━━━━━ STORED RECORDS

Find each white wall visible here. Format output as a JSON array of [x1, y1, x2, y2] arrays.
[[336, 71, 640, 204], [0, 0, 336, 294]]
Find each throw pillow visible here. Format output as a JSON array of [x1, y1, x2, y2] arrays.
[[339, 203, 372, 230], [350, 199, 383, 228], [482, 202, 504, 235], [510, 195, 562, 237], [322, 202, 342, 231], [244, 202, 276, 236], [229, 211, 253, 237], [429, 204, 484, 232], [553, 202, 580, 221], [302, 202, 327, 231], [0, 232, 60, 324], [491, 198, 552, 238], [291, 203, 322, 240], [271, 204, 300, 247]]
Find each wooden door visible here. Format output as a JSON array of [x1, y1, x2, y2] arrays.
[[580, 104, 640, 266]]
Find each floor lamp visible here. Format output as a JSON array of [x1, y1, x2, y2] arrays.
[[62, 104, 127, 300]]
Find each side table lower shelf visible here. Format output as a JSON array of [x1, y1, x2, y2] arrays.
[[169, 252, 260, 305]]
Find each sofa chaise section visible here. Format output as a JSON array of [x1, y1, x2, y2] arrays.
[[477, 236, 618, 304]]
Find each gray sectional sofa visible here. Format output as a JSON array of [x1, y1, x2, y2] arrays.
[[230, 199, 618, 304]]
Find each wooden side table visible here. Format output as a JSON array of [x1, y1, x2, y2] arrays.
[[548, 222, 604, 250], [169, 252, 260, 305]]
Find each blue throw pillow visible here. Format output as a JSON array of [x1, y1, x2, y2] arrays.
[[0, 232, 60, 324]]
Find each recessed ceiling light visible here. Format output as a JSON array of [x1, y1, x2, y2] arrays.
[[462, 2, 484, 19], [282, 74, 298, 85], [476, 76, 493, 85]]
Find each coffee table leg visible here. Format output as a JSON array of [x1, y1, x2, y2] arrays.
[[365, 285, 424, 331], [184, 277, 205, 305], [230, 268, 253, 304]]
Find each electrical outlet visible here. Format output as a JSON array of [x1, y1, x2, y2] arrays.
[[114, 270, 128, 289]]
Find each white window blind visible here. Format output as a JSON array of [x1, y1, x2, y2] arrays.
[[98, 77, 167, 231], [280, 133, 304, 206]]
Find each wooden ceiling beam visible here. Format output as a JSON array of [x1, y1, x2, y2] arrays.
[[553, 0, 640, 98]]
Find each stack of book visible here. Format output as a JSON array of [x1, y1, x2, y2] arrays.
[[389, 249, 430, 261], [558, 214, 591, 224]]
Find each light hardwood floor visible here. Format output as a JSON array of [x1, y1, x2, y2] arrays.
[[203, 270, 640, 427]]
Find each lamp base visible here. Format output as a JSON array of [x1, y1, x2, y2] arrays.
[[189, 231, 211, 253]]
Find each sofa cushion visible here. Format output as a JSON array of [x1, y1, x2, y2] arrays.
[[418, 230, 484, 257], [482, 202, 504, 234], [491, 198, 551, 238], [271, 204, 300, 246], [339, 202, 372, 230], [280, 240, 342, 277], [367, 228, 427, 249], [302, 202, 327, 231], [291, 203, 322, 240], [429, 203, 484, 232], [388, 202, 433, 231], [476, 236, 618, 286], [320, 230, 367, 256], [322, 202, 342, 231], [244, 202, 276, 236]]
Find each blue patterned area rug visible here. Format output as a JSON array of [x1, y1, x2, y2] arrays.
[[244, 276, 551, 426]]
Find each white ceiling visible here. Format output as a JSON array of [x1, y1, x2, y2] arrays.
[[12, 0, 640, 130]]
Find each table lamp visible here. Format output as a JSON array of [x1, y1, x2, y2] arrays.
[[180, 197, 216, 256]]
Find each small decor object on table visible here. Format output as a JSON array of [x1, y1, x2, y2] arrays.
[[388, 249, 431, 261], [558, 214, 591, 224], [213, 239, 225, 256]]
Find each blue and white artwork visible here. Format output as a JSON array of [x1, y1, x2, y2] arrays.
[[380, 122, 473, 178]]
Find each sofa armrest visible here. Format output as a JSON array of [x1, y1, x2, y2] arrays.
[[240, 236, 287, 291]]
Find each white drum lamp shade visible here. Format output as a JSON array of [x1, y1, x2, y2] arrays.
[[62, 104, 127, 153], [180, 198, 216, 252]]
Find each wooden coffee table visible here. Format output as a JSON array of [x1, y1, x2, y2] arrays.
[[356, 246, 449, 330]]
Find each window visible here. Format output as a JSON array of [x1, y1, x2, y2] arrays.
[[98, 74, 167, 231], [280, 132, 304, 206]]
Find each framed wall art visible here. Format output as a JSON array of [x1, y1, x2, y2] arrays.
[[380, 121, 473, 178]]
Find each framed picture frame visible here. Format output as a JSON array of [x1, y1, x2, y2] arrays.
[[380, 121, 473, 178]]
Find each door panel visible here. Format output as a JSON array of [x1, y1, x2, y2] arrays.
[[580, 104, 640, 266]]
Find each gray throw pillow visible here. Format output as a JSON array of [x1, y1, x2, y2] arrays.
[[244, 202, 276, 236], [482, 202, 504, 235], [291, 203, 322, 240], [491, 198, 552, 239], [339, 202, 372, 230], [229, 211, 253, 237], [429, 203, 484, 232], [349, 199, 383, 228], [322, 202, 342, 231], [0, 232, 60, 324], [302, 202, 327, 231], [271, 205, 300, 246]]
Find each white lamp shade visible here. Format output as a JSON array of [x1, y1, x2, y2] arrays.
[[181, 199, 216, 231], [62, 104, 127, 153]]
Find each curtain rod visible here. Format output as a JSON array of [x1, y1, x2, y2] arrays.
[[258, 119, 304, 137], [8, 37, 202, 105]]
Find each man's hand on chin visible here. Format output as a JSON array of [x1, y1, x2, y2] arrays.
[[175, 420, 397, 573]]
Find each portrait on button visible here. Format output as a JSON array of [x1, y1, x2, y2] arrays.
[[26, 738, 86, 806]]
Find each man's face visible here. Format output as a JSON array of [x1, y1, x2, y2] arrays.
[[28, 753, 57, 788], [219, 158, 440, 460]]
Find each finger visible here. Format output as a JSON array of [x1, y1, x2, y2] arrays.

━━━━━━━━━━

TASK BRIEF:
Render every row above as a numbered list, omitting blank lines.

RESPONSE:
1. Find each white wall visible here. Format output as a JSON array of [x1, y1, x2, y2] arrays.
2. [[336, 71, 640, 204], [0, 0, 336, 294]]
3. Find each throw pillow visible here. Format output as a JSON array of [x1, y1, x2, y2] arrays.
4. [[339, 203, 372, 230], [350, 199, 383, 228], [482, 202, 504, 235], [510, 195, 562, 237], [322, 202, 342, 231], [244, 202, 276, 236], [229, 211, 253, 237], [429, 204, 484, 232], [553, 202, 580, 221], [302, 202, 327, 231], [0, 232, 60, 324], [491, 198, 552, 238], [291, 203, 322, 240], [271, 204, 300, 247]]
5. Find each wooden door visible here. Format output as a JSON array of [x1, y1, x2, y2] arrays.
6. [[580, 104, 640, 266]]
7. Find each floor lamp visible here. Format output as a JSON array of [x1, y1, x2, y2] arrays.
8. [[62, 104, 127, 300]]
9. Find each side table lower shelf visible here. Format output as a JSON array of [x1, y1, x2, y2] arrays.
10. [[169, 252, 260, 305]]
11. Find each sofa chaise section visible here. Format output as a JSON array of [x1, y1, x2, y2] arrays.
12. [[477, 236, 618, 304]]
13. Find each gray sectional sofa visible here. Format output as a JSON array of [x1, y1, x2, y2] arrays.
14. [[230, 199, 618, 304]]
15. Find each wooden side table visible here. Format output as a JSON array of [x1, y1, x2, y2] arrays.
16. [[548, 222, 604, 250], [169, 252, 260, 305]]
17. Find each blue throw pillow visible here. Format output as a JSON array of [x1, y1, x2, y2] arrays.
18. [[0, 232, 60, 324]]
19. Find each recessed ceiling light visible here. Format output as a JSON array of [x1, y1, x2, y2] arrays.
20. [[462, 2, 484, 19], [282, 74, 298, 85], [476, 76, 493, 85]]
21. Find each coffee table leg visible here. Format output as a JSON array of [x1, y1, x2, y2] arrays.
22. [[365, 285, 424, 331], [184, 277, 205, 305], [230, 268, 253, 304]]
23. Find each electrical outlet visible here. Format output as a JSON array of [x1, y1, x2, y2] arrays.
24. [[114, 270, 128, 289]]
25. Find each white window blind visible here. Format output as a JSON array of [x1, y1, x2, y2] arrays.
26. [[98, 77, 167, 231], [280, 133, 304, 206]]
27. Find each wooden ceiling beam visible here. Format output as a JSON array of [x1, y1, x2, y2] arrays.
28. [[553, 0, 640, 98]]
29. Find each stack of book visible here. Format output as a JSON array of [x1, y1, x2, y2] arrays.
30. [[389, 249, 430, 261], [558, 214, 591, 224]]
31. Find each light hardwood floor visible here. Format output as a JSON array of [x1, y1, x2, y2] arrays.
32. [[203, 270, 640, 427]]
33. Find each lamp base visible here. Format output as a JSON array of [x1, y1, x2, y2] arrays.
34. [[189, 231, 211, 253]]
35. Find each sofa cushion visible here. Format output as a JSON array of [x1, y1, x2, y2] arrays.
36. [[418, 230, 484, 257], [482, 202, 504, 234], [491, 198, 551, 238], [271, 204, 300, 246], [339, 202, 372, 230], [280, 240, 342, 277], [367, 228, 427, 249], [302, 202, 327, 231], [291, 203, 322, 240], [429, 203, 484, 232], [388, 202, 433, 231], [476, 236, 618, 286], [320, 230, 367, 256], [322, 202, 342, 231], [244, 202, 276, 236]]
37. Find each blue patterned area rug visible here. Format output as a JSON array of [x1, y1, x2, y2] arrays.
38. [[244, 276, 551, 426]]
39. Find each white ceiling visible here. Format output as a JSON array of [x1, y1, x2, y2] arrays.
40. [[12, 0, 640, 130]]
41. Find each table lamp visible here. Format output as a JSON array of [x1, y1, x2, y2] arrays.
42. [[180, 197, 216, 256]]
43. Find each small decor object on table visible here. Format output as a JSON array of [x1, y1, x2, y2] arrays.
44. [[388, 249, 431, 261], [558, 214, 591, 224], [213, 239, 225, 256]]
45. Find each blue and white artwork visible here. Format output as a JSON array of [x1, y1, x2, y2] arrays.
46. [[380, 122, 473, 178]]
47. Find each sofa armrest visible here. Format output as a JSON array of [x1, y1, x2, y2] arrays.
48. [[240, 236, 287, 291]]
49. Find each white drum lamp shade visible here. Format output as a JSON array of [x1, y1, x2, y2] arrays.
50. [[62, 104, 127, 153], [180, 198, 216, 252]]
51. Find each wooden coffee table visible here. Format output as a JSON array of [x1, y1, x2, y2] arrays.
52. [[356, 246, 449, 330]]
53. Find each window visible here. Format output as a JSON array of [x1, y1, x2, y2] arrays.
54. [[98, 74, 167, 231], [280, 132, 304, 206]]
55. Find each framed wall art visible here. Format output as a JSON array of [x1, y1, x2, y2] arrays.
56. [[380, 121, 473, 178]]
57. Find each framed picture frame visible here. Format output as a JSON array of [x1, y1, x2, y2] arrays.
58. [[380, 121, 473, 178]]
59. Find each door panel visible here. Format output as a JSON array of [x1, y1, x2, y2] arrays.
60. [[580, 104, 640, 266]]
61. Find each gray throw pillow visible here. Format output as a JSON array of [x1, y1, x2, y2] arrays.
62. [[244, 202, 276, 236], [482, 202, 504, 235], [291, 203, 322, 240], [491, 198, 552, 239], [339, 202, 372, 230], [229, 211, 253, 237], [429, 203, 484, 232], [349, 199, 383, 228], [322, 202, 342, 231], [0, 232, 60, 324], [302, 202, 327, 231], [271, 205, 300, 246]]
63. Find each white lamp shade visible here. Format output as a JSON array of [x1, y1, x2, y2] arrays.
64. [[181, 199, 216, 231], [62, 104, 127, 153]]
65. Find each curtain rod visible here. Format output as a JSON array of [x1, y1, x2, y2] arrays.
66. [[258, 119, 304, 137], [8, 37, 202, 105]]
67. Find each man's hand on chin visible here. Format output as a JSON array of [x1, y1, x2, y2] arrays.
68. [[175, 420, 397, 573]]
69. Find each portrait on button visible here. Format output as a JSON array of [x1, y1, x2, y2] arrays.
70. [[26, 738, 86, 806]]
71. Find each man's face visible here. Format output as a JSON array of [x1, y1, x2, y2] arrays.
72. [[28, 753, 57, 788], [219, 158, 440, 460]]
73. Find each finger visible here. Format output as a JSON array of [x1, y1, x2, y2] arrays.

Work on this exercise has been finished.